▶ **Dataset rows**
>> Begin

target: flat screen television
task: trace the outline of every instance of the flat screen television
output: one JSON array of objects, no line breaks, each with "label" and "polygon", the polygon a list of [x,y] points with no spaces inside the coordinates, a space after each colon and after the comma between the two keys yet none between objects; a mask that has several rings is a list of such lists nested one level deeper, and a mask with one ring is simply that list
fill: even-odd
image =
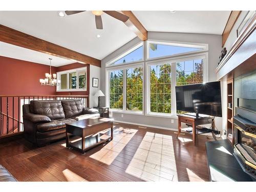
[{"label": "flat screen television", "polygon": [[220,81],[176,86],[177,110],[222,117]]}]

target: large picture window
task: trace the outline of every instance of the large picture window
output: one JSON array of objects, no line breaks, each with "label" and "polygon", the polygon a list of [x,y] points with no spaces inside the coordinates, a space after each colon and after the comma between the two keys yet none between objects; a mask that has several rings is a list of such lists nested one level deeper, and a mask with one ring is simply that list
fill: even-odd
[{"label": "large picture window", "polygon": [[179,46],[175,44],[150,42],[148,47],[147,58],[153,58],[173,55],[181,54],[189,52],[202,51],[201,46]]},{"label": "large picture window", "polygon": [[142,111],[143,106],[142,68],[126,70],[126,110]]},{"label": "large picture window", "polygon": [[202,59],[177,62],[176,84],[184,86],[203,82],[203,65]]},{"label": "large picture window", "polygon": [[171,113],[171,64],[150,66],[150,112]]},{"label": "large picture window", "polygon": [[207,51],[202,44],[137,44],[106,63],[106,105],[116,113],[177,117],[175,86],[207,81]]},{"label": "large picture window", "polygon": [[110,72],[110,108],[123,109],[123,71]]}]

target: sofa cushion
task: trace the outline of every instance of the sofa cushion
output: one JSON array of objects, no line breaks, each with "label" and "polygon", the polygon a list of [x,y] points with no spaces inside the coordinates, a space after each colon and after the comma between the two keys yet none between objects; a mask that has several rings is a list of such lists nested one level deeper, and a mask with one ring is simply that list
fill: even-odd
[{"label": "sofa cushion", "polygon": [[77,116],[82,114],[84,105],[82,99],[61,101],[66,118]]},{"label": "sofa cushion", "polygon": [[99,111],[96,109],[84,108],[82,110],[82,114],[96,114],[99,113]]},{"label": "sofa cushion", "polygon": [[27,113],[23,115],[23,119],[27,119],[33,123],[48,123],[52,122],[51,119],[43,115],[37,115],[33,113]]},{"label": "sofa cushion", "polygon": [[0,181],[17,181],[17,180],[7,169],[0,165]]},{"label": "sofa cushion", "polygon": [[89,119],[92,117],[99,117],[99,114],[96,113],[94,114],[84,114],[79,115],[79,116],[76,117],[75,119],[78,121],[79,120]]},{"label": "sofa cushion", "polygon": [[59,129],[58,130],[53,130],[46,132],[36,132],[36,138],[37,139],[47,138],[50,137],[55,136],[62,133],[66,133],[66,127]]},{"label": "sofa cushion", "polygon": [[60,119],[52,120],[50,123],[42,123],[36,126],[37,131],[39,132],[46,132],[58,130],[66,127],[66,123],[75,121],[73,119]]},{"label": "sofa cushion", "polygon": [[30,106],[32,113],[47,116],[51,119],[65,118],[60,101],[33,100],[30,101]]}]

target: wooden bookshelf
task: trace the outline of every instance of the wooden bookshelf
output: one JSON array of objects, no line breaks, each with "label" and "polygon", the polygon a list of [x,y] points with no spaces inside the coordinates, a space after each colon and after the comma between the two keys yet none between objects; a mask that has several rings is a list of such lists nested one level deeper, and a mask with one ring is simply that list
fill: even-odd
[{"label": "wooden bookshelf", "polygon": [[[233,144],[234,141],[234,135],[233,132],[233,79],[230,79],[227,82],[227,138]],[[231,106],[229,106],[231,103]],[[228,137],[229,134],[232,134],[232,138]]]}]

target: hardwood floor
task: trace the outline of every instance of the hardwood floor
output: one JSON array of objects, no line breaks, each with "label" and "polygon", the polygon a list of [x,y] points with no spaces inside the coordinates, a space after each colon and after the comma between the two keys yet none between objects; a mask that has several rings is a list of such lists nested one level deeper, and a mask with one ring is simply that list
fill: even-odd
[{"label": "hardwood floor", "polygon": [[84,155],[65,139],[40,148],[25,139],[2,143],[0,164],[20,181],[209,181],[206,136],[195,146],[188,134],[114,125],[113,141]]}]

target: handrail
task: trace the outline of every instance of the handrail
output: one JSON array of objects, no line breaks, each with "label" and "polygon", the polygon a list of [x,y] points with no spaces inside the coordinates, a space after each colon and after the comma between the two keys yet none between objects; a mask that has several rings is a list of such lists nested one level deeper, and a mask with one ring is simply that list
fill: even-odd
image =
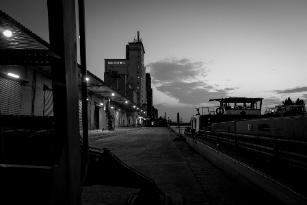
[{"label": "handrail", "polygon": [[[205,132],[210,133],[210,131],[206,131]],[[219,132],[215,131],[213,132],[213,133],[219,133],[222,134],[228,134],[228,132]],[[304,145],[307,146],[307,142],[305,141],[293,141],[293,140],[288,140],[288,139],[281,139],[281,138],[270,138],[270,137],[265,137],[265,136],[254,136],[254,135],[250,135],[250,134],[238,134],[238,133],[229,133],[229,135],[230,136],[241,136],[244,138],[256,138],[267,141],[271,141],[271,142],[276,142],[276,143],[286,143],[289,144],[293,145]]]}]

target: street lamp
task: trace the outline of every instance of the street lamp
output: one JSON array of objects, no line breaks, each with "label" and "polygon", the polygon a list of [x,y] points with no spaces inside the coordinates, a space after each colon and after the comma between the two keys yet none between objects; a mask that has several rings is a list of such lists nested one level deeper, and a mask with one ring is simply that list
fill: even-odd
[{"label": "street lamp", "polygon": [[6,37],[11,37],[11,36],[12,36],[12,32],[10,31],[10,30],[8,30],[8,29],[5,30],[5,31],[3,32],[3,35],[5,36]]}]

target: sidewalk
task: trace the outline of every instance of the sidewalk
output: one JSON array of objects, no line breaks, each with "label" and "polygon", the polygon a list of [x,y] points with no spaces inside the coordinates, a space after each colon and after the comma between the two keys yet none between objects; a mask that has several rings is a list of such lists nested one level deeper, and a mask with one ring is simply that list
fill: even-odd
[{"label": "sidewalk", "polygon": [[[99,140],[104,140],[106,138],[116,137],[120,135],[132,133],[142,130],[144,129],[150,128],[150,127],[122,127],[118,128],[112,130],[94,130],[88,131],[88,141],[95,141]],[[83,131],[80,130],[80,135],[83,136]]]}]

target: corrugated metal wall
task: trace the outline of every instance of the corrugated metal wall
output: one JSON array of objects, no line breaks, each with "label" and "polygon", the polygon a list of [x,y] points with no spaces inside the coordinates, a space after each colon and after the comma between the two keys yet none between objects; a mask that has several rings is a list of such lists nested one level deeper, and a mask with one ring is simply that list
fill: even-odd
[{"label": "corrugated metal wall", "polygon": [[79,126],[80,130],[82,130],[82,101],[79,100]]},{"label": "corrugated metal wall", "polygon": [[21,85],[0,77],[0,110],[1,114],[20,114]]},{"label": "corrugated metal wall", "polygon": [[51,91],[44,91],[44,116],[53,116],[53,99]]}]

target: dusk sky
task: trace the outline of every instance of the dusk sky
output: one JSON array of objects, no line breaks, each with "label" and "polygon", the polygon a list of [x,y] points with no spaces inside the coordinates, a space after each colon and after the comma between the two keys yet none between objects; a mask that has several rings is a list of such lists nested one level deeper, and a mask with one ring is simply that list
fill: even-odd
[{"label": "dusk sky", "polygon": [[[0,10],[47,42],[46,0]],[[85,0],[88,69],[124,58],[139,31],[159,116],[189,121],[213,98],[307,99],[307,1]]]}]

>> End

▶ **Written task**
Nothing but the lines from the one with "target: dusk sky" through the last line should be repeated, each exactly as it stands.

▶ **Correct response**
target: dusk sky
task: trace the outline of every instance of the dusk sky
output: one JSON array of objects, no line breaks, each with "label" and "polygon", the polygon a list of [x,y] points with no spaces inside the coordinates, a space after each colon and after the comma between the two keys yet none between objects; a mask that has several rings is a list of such lists nested one level deeper, and a mask with one ring is simply that list
fill: even-odd
[{"label": "dusk sky", "polygon": [[[0,10],[47,42],[46,0]],[[85,0],[88,69],[124,58],[139,31],[159,116],[189,121],[213,98],[307,99],[307,1]]]}]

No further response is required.